◆ **Exercise prompt**: All of the data below needs to be set down again, exactly as shown.

(Phrase grounding data)
┄┄┄┄┄┄

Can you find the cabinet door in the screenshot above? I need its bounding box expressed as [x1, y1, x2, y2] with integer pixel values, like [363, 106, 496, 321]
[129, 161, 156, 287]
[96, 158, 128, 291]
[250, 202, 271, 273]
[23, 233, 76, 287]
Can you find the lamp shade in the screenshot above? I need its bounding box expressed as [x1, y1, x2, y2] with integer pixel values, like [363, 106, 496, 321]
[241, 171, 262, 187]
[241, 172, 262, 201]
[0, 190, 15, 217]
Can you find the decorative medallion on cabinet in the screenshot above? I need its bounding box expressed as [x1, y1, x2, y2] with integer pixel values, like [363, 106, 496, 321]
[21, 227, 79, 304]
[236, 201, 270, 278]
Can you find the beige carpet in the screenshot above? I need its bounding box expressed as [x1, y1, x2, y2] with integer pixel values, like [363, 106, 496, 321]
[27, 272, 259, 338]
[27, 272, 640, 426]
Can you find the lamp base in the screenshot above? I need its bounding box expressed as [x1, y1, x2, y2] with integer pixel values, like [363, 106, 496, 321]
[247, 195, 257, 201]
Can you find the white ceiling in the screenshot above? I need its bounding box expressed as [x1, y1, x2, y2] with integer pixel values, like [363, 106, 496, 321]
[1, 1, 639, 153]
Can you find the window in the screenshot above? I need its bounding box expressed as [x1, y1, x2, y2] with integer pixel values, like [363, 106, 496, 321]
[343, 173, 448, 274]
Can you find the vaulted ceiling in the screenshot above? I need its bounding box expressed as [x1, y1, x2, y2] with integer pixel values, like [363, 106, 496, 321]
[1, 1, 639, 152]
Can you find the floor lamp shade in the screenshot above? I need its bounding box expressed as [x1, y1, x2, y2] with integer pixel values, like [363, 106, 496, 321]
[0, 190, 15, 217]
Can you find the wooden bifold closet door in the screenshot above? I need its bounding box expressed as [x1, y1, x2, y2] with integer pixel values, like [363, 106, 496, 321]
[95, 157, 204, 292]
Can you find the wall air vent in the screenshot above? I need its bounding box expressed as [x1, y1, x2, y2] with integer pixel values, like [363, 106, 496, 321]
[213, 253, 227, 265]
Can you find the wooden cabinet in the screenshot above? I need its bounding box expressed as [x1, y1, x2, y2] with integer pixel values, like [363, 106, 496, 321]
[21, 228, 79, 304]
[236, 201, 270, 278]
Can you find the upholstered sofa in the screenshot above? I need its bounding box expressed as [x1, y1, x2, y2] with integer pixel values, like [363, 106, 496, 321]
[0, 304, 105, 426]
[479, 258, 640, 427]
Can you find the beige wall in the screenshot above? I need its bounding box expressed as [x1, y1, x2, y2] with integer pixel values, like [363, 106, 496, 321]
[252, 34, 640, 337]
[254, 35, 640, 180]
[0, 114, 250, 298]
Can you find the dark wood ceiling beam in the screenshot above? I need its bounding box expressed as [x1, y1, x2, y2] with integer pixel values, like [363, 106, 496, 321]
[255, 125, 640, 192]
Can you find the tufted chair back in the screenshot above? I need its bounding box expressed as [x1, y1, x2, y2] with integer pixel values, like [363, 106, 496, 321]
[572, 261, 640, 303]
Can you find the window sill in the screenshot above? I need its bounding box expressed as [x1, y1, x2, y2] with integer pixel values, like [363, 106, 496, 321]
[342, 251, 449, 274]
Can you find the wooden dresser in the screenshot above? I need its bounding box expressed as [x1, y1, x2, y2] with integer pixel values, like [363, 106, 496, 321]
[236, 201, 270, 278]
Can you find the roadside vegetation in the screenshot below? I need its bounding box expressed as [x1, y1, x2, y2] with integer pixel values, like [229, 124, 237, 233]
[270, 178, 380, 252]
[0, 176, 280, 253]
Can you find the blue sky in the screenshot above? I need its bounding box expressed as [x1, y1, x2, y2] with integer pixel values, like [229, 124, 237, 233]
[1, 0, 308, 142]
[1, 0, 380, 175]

┄┄┄┄┄┄

◆ **The answer**:
Can you find the cabinet door in the screenshot above? I need its bounding box expressed as [x1, y1, x2, y2] with integer pixel values, like [363, 106, 496, 321]
[129, 161, 156, 287]
[96, 158, 128, 291]
[250, 202, 271, 273]
[23, 233, 76, 287]
Can you find the lamp shade in the screenshot above? I need its bounding box expressed as [x1, y1, x2, y2] with integer pixel values, like [363, 106, 496, 321]
[241, 171, 262, 187]
[241, 172, 262, 201]
[0, 190, 15, 217]
Can you find the decorative medallion on cabinet in the screenshot above? I need its bounding box expressed as [x1, y1, x2, y2] with integer pixel values, like [363, 106, 496, 321]
[21, 227, 79, 304]
[236, 201, 270, 278]
Can you find the beige carpet in the screenshot above? I need its bounding box expressed as [x1, y1, x2, y2] with integer pixel values, like [363, 106, 496, 321]
[27, 272, 259, 338]
[27, 272, 640, 426]
Can you find the lamp base in the screenshot above? I need its bounding box expressed as [x1, y1, x2, y2] with integer pixel values, like [363, 106, 496, 321]
[247, 195, 257, 201]
Can you find the white ceiling in the screenshot above? I need its bounding box expressed as [x1, y1, x2, y2] with integer pixel values, like [363, 106, 496, 321]
[1, 1, 639, 153]
Can you find the window in the screenshot above? I need its bounding box expressed as [x1, y1, x2, y2] with integer pixel values, like [363, 106, 496, 321]
[343, 173, 448, 274]
Can you find the vaulted ceiling in the screenshot above? I need its bounding box expressed as [x1, y1, x2, y2] with integer pixel values, like [363, 106, 496, 321]
[1, 1, 639, 152]
Can you find the floor lamp shade in the screenshot above? I need its bounding box expressed as [x1, y1, x2, y2] with integer pixel values, like [363, 106, 496, 321]
[0, 190, 15, 217]
Can you find the wooden bifold closet door in the screenshot above? I need its bounding box expressed as [x1, y1, x2, y2] with integer pixel values, like [363, 106, 496, 321]
[95, 157, 204, 292]
Can you find the wall air vent in the screenshot above? I need its bounding box expressed as [x1, y1, x2, y2] with integer pixel values, like [363, 106, 496, 321]
[213, 253, 227, 265]
Can you find the wooden cabinet in the screenshot above? I need its bounding box expressed as [x1, y1, x2, y2] with integer pixel values, like [363, 106, 496, 321]
[21, 228, 79, 304]
[236, 201, 270, 278]
Can you find the upholstered sofa in the screenshot above? I need its bounding box expressed as [x1, y1, x2, y2] with integer pixel values, like [363, 106, 496, 321]
[0, 304, 105, 426]
[479, 258, 640, 427]
Can you find the beige wall in the screenshot above? I need its bounding box expressed as [x1, y1, x2, y2] with integer pixel values, like [363, 106, 496, 321]
[252, 34, 640, 337]
[254, 35, 640, 180]
[0, 114, 250, 298]
Can you find the dark wood ceiling beam in the screenshot above? I need its bounding box expressed as [x1, y1, x2, y2] with integer pixel values, like [363, 106, 496, 321]
[255, 125, 640, 192]
Can you find the tufted chair back in the screenshot above? I need its bounding box expressed as [x1, y1, x2, y2] with integer pixel values, like [363, 106, 496, 321]
[572, 261, 640, 303]
Can you find the window sill in the screenshot above? I need its bounding box expressed as [x1, y1, x2, y2] with integer pixel values, like [363, 106, 496, 321]
[342, 251, 449, 274]
Can you find the wooden dresser in the screenshot above? I need its bounding box expressed as [x1, y1, x2, y2] with integer pixel values, like [363, 106, 496, 321]
[236, 201, 270, 278]
Can you find the roadside vegetation in the screenshot below? I need its bounding box expressed as [x1, y1, x2, y2] with integer pixel values, like [229, 124, 237, 233]
[270, 178, 380, 252]
[0, 176, 280, 253]
Can you find the blue sky in the screenshot above? I need its bounding box expressed as [x1, y1, x2, y2] with integer pixel values, like [229, 124, 237, 233]
[1, 0, 308, 142]
[1, 0, 380, 175]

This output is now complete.